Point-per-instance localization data
/---
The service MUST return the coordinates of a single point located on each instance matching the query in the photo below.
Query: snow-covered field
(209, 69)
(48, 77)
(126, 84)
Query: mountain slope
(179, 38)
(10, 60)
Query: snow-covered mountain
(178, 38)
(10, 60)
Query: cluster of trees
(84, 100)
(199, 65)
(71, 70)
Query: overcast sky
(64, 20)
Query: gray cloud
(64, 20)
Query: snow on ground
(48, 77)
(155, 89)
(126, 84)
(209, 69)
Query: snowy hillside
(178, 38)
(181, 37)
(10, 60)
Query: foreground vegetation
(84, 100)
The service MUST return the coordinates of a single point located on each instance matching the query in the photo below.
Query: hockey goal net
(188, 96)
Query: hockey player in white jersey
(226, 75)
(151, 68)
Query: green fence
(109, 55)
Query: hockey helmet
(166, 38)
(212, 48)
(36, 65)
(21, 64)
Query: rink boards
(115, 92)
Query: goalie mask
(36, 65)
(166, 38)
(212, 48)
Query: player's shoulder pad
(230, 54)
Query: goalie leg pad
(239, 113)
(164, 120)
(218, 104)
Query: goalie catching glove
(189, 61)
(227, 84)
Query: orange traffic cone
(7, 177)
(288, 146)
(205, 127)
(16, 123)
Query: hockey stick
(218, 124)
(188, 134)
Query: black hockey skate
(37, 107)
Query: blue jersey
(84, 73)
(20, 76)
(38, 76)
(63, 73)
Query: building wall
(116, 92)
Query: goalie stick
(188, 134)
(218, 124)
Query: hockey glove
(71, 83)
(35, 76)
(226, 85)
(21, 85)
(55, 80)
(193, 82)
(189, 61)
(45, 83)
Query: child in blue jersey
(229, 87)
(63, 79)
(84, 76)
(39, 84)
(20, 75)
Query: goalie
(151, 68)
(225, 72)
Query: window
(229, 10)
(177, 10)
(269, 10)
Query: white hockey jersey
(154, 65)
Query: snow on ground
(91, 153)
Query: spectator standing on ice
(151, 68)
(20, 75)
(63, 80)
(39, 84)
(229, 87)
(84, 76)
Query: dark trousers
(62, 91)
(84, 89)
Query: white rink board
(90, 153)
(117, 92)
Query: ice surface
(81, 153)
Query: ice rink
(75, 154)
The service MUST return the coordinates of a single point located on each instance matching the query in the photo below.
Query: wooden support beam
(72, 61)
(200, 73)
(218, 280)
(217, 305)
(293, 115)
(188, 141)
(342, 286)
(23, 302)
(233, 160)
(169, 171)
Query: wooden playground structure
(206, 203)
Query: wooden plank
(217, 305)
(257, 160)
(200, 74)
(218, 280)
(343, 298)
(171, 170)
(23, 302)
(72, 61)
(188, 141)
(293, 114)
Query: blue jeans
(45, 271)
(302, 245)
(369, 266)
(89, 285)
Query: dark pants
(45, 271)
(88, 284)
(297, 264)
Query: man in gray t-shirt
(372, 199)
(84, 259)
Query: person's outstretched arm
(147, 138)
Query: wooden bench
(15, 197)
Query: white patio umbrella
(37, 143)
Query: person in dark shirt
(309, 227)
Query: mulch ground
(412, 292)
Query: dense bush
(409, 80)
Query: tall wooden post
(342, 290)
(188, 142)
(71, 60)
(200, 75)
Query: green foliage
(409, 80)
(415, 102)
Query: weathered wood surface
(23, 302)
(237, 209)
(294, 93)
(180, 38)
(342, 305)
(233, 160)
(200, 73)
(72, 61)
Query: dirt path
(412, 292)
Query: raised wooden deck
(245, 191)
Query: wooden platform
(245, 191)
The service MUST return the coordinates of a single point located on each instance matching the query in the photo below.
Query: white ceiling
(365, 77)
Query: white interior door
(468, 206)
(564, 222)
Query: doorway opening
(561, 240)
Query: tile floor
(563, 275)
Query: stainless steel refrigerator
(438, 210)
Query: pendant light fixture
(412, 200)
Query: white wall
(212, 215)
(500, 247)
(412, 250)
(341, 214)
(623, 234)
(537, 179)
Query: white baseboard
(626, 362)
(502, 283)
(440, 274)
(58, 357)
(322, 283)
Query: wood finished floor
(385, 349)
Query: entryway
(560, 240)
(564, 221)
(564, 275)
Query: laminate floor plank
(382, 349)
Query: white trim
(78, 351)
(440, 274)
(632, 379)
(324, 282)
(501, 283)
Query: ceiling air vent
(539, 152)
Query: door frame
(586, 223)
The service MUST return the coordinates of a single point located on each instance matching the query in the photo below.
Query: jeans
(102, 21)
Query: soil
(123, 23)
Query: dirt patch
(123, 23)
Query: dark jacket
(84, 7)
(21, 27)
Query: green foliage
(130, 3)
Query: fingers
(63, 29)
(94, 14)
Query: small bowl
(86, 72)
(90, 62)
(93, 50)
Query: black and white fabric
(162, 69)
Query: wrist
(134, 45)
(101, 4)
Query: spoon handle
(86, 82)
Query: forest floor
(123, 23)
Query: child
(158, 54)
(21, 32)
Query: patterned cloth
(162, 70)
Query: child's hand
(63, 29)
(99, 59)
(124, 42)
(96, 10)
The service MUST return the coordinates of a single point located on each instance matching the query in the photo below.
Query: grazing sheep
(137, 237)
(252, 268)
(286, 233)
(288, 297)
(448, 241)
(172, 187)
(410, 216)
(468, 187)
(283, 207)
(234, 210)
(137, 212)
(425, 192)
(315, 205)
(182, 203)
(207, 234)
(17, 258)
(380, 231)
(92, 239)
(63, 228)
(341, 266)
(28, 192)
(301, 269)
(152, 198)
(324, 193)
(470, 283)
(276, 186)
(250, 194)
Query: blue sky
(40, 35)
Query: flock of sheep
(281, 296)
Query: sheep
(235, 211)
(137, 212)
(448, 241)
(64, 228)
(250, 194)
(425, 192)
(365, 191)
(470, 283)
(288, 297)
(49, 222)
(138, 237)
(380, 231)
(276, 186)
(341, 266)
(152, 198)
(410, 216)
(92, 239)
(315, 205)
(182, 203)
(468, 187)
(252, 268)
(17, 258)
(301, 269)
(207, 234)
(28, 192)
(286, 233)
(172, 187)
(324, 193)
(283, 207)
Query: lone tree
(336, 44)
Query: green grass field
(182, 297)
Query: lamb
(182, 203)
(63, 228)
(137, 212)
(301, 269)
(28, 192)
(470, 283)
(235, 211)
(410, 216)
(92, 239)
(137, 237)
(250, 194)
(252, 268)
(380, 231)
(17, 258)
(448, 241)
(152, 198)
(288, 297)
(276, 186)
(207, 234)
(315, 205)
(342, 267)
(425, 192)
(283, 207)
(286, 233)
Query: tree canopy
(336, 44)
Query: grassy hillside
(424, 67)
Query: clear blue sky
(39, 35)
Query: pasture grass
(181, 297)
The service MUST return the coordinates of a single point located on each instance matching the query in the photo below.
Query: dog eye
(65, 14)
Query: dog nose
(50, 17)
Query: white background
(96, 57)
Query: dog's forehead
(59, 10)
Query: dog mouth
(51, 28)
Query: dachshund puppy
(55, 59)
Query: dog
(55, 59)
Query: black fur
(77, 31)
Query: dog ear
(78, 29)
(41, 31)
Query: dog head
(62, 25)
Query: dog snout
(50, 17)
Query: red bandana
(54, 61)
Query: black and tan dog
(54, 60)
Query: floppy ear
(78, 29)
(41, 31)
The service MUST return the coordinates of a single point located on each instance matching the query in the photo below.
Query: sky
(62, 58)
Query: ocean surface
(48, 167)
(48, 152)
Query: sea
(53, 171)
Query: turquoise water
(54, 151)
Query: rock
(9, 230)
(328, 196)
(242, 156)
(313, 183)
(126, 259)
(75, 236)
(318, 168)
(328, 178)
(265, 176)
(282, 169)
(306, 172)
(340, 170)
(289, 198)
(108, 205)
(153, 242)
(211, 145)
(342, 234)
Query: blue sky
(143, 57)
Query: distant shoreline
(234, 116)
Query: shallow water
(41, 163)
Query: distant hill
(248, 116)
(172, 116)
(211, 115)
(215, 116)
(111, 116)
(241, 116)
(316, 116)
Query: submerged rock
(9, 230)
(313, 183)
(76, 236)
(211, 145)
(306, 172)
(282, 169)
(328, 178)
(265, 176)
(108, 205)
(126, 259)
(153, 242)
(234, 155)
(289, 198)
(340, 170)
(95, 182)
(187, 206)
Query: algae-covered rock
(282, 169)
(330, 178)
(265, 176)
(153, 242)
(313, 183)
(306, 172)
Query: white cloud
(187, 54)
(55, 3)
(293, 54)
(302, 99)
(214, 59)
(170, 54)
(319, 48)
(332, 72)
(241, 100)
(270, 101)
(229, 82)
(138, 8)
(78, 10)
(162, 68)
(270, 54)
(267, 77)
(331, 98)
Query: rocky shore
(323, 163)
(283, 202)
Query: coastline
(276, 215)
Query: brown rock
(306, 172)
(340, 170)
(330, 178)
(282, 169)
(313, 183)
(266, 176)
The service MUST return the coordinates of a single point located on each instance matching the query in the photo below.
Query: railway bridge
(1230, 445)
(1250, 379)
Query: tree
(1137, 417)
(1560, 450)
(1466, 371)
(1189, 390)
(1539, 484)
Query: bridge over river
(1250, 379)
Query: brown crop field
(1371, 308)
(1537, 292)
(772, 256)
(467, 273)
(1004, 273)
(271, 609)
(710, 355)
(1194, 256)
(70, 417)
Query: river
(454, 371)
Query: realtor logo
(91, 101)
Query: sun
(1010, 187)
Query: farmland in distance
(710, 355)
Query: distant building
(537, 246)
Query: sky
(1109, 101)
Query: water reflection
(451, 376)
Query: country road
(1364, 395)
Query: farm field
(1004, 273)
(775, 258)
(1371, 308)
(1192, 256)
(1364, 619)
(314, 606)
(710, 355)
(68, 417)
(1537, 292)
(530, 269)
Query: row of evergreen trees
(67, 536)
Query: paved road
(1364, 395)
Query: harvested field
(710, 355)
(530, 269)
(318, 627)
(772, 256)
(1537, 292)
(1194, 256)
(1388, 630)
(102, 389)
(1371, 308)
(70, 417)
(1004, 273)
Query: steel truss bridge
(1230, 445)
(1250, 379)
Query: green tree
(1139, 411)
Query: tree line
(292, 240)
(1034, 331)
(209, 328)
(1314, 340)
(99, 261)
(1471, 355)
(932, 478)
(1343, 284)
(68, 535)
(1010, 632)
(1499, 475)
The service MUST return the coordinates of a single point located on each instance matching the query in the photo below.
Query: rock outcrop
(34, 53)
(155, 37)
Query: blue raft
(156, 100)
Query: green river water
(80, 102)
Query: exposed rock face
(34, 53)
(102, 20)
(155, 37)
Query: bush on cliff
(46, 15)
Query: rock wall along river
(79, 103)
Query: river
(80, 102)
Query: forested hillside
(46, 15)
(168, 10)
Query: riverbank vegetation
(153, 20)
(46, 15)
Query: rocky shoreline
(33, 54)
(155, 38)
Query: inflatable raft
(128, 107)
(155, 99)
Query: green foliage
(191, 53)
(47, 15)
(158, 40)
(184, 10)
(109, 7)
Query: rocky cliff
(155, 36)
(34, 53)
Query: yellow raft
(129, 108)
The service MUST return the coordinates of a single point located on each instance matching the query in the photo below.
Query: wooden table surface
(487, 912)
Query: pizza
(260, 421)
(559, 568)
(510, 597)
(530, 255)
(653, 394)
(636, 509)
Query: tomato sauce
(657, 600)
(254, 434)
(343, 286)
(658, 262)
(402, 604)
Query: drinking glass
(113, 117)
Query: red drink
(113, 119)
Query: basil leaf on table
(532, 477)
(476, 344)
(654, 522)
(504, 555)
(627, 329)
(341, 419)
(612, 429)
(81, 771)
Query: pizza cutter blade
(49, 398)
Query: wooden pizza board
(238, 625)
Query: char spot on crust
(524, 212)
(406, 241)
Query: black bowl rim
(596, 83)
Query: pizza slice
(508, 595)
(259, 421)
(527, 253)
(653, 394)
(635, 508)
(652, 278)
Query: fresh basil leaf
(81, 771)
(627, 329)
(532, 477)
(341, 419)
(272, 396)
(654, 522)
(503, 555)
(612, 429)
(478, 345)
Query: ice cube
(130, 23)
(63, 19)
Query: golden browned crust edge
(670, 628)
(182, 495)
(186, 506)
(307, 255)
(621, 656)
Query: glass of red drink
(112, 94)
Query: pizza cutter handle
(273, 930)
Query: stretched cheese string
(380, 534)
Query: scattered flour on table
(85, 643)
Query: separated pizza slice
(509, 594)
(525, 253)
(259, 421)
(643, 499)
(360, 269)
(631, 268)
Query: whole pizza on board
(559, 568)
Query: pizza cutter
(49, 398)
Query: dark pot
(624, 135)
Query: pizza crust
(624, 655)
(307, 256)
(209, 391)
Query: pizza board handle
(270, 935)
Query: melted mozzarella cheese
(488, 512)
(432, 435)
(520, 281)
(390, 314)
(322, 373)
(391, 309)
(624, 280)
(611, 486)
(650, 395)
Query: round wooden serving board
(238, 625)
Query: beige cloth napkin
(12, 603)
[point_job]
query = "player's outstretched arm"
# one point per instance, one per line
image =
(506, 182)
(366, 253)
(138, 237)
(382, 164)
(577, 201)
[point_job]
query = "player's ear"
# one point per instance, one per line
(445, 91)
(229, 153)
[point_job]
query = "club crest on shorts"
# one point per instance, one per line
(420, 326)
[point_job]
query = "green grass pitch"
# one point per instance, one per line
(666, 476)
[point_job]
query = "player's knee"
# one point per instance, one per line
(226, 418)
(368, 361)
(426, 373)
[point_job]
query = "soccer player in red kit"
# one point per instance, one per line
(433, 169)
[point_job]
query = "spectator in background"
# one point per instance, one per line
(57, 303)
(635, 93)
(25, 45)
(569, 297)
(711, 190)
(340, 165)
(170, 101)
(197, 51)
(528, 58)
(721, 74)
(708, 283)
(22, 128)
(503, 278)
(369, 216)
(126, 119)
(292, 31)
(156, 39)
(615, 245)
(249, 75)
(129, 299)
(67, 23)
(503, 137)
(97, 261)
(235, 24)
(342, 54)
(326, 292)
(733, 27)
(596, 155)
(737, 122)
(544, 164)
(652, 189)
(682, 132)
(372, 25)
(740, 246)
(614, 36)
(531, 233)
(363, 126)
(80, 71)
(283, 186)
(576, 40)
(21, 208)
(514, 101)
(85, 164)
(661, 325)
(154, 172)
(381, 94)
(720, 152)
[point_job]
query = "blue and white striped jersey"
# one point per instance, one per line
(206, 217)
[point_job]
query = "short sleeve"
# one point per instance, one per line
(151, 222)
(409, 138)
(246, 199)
\---
Your output should be an exact copy of every line from the one containing "and white striped" through the end of the records.

# Exercise response
query = "blue and white striped jersey"
# one point per instance, one per line
(206, 217)
[point_job]
query = "short sleeve"
# one point per instance, one per line
(151, 222)
(409, 138)
(246, 199)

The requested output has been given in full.